From the line containing "One point marks each instance of the vanity" down to the last line of the records below, copy every line exactly. Leave out everything before it.
------------------------------------
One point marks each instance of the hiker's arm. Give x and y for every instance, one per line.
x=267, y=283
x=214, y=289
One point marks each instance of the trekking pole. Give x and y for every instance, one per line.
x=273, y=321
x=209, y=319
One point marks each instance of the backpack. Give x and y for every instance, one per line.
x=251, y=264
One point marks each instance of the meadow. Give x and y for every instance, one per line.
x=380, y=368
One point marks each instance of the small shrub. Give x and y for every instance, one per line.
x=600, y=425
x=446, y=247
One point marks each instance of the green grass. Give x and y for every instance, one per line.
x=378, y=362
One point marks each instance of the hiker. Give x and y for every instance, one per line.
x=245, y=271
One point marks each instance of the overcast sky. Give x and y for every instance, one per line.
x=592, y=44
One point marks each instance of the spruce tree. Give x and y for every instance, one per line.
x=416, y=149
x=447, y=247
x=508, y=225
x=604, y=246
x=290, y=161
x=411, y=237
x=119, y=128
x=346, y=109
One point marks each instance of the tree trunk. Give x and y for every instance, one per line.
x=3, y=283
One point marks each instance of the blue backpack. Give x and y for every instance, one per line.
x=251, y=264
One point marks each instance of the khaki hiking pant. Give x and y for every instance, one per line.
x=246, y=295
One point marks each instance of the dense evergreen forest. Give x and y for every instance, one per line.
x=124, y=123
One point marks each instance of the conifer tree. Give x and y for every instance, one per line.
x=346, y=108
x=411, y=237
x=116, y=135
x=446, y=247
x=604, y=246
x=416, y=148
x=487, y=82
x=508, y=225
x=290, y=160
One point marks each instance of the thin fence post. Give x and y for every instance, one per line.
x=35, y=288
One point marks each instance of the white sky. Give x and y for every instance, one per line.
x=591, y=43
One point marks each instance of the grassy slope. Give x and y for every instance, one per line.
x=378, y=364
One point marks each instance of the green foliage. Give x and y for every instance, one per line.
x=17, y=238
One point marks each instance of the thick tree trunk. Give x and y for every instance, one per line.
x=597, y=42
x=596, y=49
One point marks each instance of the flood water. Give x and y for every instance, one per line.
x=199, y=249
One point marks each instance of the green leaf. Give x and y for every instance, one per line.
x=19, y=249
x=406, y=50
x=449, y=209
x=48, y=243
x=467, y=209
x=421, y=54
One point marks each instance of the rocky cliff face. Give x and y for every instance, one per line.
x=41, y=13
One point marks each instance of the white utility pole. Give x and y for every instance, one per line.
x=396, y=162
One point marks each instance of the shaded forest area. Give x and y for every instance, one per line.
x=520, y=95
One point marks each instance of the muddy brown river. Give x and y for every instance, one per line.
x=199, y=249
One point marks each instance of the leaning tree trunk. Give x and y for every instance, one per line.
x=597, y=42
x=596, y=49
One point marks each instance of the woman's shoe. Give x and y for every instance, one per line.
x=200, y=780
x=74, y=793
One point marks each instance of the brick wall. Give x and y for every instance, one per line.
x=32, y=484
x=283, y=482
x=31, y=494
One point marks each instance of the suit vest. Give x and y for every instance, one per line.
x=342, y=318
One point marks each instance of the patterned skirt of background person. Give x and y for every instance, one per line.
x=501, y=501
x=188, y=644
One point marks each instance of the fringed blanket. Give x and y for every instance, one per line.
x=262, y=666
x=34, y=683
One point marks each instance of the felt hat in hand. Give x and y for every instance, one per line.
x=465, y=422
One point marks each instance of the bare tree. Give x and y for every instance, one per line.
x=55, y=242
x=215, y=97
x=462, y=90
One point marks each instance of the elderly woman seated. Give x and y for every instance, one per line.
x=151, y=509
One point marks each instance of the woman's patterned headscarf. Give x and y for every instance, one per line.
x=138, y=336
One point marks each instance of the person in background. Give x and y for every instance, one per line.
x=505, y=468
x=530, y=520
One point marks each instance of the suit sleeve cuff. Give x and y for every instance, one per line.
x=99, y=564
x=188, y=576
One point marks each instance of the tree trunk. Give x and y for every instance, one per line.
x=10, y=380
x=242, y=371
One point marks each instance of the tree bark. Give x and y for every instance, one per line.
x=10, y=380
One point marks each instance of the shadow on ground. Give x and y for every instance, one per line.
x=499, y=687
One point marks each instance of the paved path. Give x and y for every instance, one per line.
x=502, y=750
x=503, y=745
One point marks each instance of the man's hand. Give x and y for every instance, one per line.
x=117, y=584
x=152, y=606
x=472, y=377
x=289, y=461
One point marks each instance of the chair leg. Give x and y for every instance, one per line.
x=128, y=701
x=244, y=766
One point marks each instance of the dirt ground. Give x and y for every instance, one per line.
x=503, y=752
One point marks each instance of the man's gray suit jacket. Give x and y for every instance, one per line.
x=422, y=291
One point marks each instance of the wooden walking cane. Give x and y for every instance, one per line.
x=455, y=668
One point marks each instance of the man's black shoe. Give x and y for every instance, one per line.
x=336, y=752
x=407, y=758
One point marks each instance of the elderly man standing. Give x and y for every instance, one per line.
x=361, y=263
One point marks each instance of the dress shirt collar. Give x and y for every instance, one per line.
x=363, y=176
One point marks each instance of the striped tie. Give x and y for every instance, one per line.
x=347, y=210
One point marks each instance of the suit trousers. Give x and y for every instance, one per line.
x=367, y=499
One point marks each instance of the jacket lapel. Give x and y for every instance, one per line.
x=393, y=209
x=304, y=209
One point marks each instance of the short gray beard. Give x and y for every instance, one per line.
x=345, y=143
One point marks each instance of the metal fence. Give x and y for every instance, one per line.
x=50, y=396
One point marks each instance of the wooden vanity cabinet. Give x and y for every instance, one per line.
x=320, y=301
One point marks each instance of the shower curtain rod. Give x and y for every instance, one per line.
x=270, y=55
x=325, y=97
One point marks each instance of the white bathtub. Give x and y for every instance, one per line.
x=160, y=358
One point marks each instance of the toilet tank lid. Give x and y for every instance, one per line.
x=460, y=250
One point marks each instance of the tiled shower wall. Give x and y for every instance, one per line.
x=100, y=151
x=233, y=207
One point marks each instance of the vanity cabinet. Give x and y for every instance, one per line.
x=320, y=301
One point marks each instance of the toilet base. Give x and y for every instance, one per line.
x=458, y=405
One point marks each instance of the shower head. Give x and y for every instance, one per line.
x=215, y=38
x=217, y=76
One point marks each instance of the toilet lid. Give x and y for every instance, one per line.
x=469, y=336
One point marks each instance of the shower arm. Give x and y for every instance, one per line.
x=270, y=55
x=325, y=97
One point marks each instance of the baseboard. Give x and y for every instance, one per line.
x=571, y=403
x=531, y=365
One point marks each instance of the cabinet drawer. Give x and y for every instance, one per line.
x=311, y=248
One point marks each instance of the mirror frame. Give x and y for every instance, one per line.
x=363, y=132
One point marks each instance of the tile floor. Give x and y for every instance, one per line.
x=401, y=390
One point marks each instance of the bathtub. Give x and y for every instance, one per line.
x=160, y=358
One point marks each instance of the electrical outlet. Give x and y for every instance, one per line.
------------------------------------
▶ _Complete output_:
One point marks each instance of the vanity cabinet. Give x and y for every instance, one per line.
x=320, y=301
One point marks each instance of the toilet base. Give x and y for every instance, one per line.
x=458, y=405
One point marks each instance of the shower head. Give x and y for every instance, one per line.
x=215, y=38
x=217, y=76
One point marks each instance of the toilet lid. Give x and y for every instance, one per line.
x=469, y=336
One point marks each instance of the shower arm. Give x and y for every instance, one per line.
x=270, y=55
x=325, y=97
One point marks each instance of the baseboard. Give x and y for every instance, one per line.
x=571, y=403
x=531, y=365
One point marks each instance of the cabinet drawer. Give x and y for every instance, one per line.
x=311, y=248
One point marks each instance of the mirror frame. Give x and y for every instance, one per line.
x=363, y=132
One point marks each instance of the tile floor. Give x and y for every instance, one per line.
x=401, y=390
One point marks each instance of the bathtub. Give x and y for every instance, one per line.
x=160, y=358
One point marks each instance of the electrical outlet. Give x and y for every instance, one per line.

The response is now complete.